● WHAT THIS TASK INVOLVES
The output must match the lines from the first line of the listing below through the line holding "Query: wheel hub" exactly and must contain no pictures.

● RECORDS FOR THE TASK
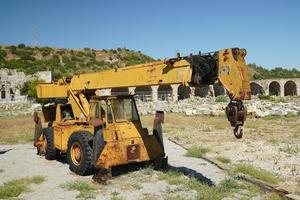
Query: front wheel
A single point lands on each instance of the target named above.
(79, 153)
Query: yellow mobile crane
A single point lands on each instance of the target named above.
(100, 132)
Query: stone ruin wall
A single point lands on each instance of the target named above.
(11, 82)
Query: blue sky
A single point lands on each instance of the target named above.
(269, 30)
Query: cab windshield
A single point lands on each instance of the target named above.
(124, 110)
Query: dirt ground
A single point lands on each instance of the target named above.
(272, 144)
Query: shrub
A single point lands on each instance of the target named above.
(197, 152)
(257, 173)
(223, 159)
(21, 46)
(12, 49)
(29, 88)
(221, 99)
(2, 54)
(264, 97)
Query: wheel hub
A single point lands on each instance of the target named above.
(76, 153)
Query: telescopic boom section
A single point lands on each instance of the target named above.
(227, 66)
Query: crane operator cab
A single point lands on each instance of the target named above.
(112, 136)
(122, 139)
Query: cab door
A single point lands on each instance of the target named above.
(58, 128)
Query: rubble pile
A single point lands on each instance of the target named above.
(207, 106)
(14, 109)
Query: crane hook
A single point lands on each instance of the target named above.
(238, 132)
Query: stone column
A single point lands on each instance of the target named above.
(175, 92)
(211, 90)
(281, 90)
(131, 90)
(154, 93)
(298, 87)
(7, 94)
(192, 94)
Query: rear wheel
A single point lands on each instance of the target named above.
(80, 153)
(50, 151)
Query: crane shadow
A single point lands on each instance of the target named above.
(125, 169)
(3, 151)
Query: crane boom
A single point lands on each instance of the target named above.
(227, 66)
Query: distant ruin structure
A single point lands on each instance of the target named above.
(11, 82)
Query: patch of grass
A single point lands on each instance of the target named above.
(137, 186)
(205, 192)
(86, 190)
(16, 187)
(173, 177)
(221, 99)
(225, 188)
(149, 170)
(256, 173)
(273, 196)
(223, 159)
(290, 149)
(16, 129)
(197, 152)
(115, 196)
(273, 141)
(278, 100)
(264, 97)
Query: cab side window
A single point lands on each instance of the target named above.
(94, 110)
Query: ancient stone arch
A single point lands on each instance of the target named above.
(118, 91)
(290, 88)
(219, 89)
(202, 91)
(256, 88)
(164, 93)
(274, 88)
(143, 93)
(183, 92)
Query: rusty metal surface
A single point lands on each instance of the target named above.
(236, 114)
(133, 152)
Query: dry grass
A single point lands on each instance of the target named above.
(18, 129)
(86, 190)
(16, 187)
(257, 173)
(209, 129)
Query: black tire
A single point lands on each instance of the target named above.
(84, 141)
(50, 153)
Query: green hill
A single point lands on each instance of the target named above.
(66, 62)
(62, 61)
(258, 72)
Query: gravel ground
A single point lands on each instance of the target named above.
(19, 161)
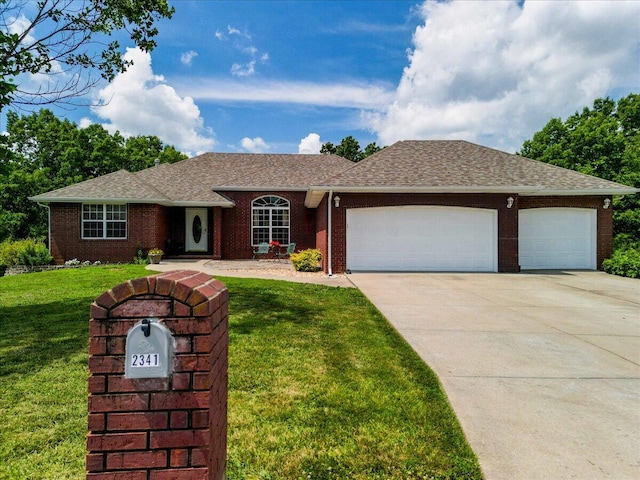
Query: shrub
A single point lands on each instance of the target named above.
(141, 256)
(8, 253)
(624, 262)
(307, 260)
(24, 252)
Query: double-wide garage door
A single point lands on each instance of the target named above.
(431, 238)
(557, 238)
(422, 238)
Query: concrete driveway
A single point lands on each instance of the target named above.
(542, 369)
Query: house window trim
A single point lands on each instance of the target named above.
(270, 208)
(104, 221)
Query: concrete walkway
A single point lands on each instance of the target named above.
(267, 269)
(542, 370)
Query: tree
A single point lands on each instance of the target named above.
(349, 148)
(603, 141)
(43, 152)
(67, 42)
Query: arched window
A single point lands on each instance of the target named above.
(270, 220)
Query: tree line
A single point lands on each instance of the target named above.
(41, 152)
(603, 141)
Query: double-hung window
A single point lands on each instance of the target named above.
(270, 220)
(104, 220)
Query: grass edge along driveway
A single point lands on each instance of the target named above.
(320, 385)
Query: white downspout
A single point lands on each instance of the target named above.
(329, 259)
(48, 224)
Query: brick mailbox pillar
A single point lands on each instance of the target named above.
(164, 428)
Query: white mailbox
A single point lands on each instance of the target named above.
(149, 350)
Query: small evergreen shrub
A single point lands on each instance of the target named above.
(8, 253)
(307, 260)
(24, 252)
(624, 262)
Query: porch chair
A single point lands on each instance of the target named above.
(290, 249)
(263, 249)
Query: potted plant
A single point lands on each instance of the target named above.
(155, 254)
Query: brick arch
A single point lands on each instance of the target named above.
(189, 290)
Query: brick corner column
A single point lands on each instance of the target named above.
(160, 428)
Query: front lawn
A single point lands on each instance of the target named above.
(320, 386)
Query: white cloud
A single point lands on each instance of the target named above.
(245, 70)
(187, 57)
(355, 95)
(310, 144)
(85, 122)
(233, 31)
(495, 72)
(19, 25)
(254, 145)
(138, 102)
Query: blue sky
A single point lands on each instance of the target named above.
(272, 76)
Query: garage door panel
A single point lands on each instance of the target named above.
(557, 238)
(422, 238)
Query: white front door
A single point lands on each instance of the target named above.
(196, 230)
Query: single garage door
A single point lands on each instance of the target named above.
(557, 238)
(422, 238)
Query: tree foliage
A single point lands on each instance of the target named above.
(66, 42)
(603, 141)
(42, 152)
(349, 148)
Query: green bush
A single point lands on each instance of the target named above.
(24, 252)
(8, 253)
(307, 260)
(624, 262)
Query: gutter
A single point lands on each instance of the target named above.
(329, 259)
(48, 224)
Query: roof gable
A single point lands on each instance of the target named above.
(438, 164)
(120, 186)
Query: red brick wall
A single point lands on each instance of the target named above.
(236, 223)
(507, 219)
(147, 225)
(160, 428)
(604, 218)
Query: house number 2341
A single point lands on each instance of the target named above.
(145, 360)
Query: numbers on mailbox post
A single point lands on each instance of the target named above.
(145, 360)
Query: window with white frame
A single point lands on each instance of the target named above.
(270, 220)
(104, 220)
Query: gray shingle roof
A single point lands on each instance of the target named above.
(116, 186)
(197, 180)
(461, 165)
(407, 166)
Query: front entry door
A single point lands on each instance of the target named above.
(196, 230)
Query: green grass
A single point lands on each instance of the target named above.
(320, 386)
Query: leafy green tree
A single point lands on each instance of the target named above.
(603, 141)
(43, 152)
(349, 148)
(68, 42)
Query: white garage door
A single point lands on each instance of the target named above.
(557, 238)
(422, 238)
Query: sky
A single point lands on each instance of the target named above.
(287, 76)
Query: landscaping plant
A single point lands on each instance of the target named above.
(307, 260)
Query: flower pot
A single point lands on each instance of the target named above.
(155, 257)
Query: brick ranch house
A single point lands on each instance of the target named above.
(413, 206)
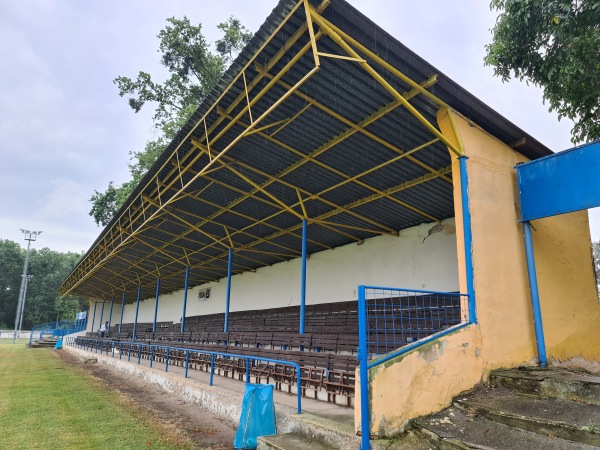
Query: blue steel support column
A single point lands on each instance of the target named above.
(303, 277)
(535, 296)
(185, 288)
(102, 313)
(228, 298)
(122, 309)
(94, 317)
(137, 309)
(468, 237)
(112, 302)
(156, 304)
(365, 427)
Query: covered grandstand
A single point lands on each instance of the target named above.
(331, 156)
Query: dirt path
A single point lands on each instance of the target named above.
(183, 421)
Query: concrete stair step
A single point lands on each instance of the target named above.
(454, 429)
(291, 441)
(562, 384)
(569, 420)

● WRITTEN SOLUTION
Query: front wheel
A single point lands on each instance of the target named above.
(79, 153)
Query: yellow mobile crane
A single point lands on each instance of the target named above.
(100, 132)
Query: stone ruin wall
A single point lands on each instance of the target named above.
(11, 82)
Query: blue sky
A single point lands on each instance of the target named above.
(269, 30)
Query: cab windshield
A single point lands on each instance of the target named above.
(124, 110)
Query: dirt ground
A single point lands on each instance of the target named above.
(272, 144)
Query: shrub
A single point lands on each instance of the target named above.
(197, 152)
(257, 173)
(223, 159)
(21, 46)
(12, 49)
(29, 88)
(221, 99)
(2, 54)
(264, 97)
Query: wheel hub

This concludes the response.